◆ **Material supplied**:

"""

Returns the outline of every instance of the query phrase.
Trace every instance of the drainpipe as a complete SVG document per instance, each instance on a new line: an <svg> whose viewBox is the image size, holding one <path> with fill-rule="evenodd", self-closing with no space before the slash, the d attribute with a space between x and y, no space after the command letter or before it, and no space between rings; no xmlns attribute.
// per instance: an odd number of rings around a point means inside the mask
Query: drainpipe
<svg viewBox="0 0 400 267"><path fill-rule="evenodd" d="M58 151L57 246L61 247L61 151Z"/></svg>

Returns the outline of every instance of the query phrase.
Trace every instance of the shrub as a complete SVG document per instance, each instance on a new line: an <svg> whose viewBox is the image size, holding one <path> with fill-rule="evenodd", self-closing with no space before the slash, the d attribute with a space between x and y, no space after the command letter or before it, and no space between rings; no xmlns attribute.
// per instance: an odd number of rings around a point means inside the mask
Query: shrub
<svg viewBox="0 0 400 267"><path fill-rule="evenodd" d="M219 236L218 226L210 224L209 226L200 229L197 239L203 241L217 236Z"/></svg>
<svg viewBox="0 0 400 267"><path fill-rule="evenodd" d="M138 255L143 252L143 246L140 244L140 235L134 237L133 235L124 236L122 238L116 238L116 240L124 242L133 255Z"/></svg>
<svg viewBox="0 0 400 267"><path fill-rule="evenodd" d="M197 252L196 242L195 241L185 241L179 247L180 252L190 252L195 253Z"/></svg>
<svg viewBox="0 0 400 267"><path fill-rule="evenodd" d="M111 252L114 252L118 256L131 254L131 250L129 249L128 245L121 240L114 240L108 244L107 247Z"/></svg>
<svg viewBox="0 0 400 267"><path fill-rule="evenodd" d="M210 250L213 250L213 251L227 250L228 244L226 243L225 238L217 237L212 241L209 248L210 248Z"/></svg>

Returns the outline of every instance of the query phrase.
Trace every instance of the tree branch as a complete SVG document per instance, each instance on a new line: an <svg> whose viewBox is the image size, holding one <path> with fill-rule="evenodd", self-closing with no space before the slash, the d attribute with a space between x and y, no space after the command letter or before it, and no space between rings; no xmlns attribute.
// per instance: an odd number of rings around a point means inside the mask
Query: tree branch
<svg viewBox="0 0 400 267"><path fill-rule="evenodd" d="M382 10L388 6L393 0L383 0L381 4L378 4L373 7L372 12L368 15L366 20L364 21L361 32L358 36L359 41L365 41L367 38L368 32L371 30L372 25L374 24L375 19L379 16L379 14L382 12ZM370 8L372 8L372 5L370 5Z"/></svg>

"""

◆ **Requirements**: Report each line of the listing above that contains the string "drainpipe", copying every such line in full; case counts when matching.

◆ **Answer in full**:
Trace every instance of the drainpipe as a complete SVG document per instance, each instance on a new line: an <svg> whose viewBox is the image size, holding one <path> with fill-rule="evenodd", self-closing with no space before the slash, the d attribute with a space between x and y, no space after the command letter or before it, and no space between rings; no xmlns attribute.
Query: drainpipe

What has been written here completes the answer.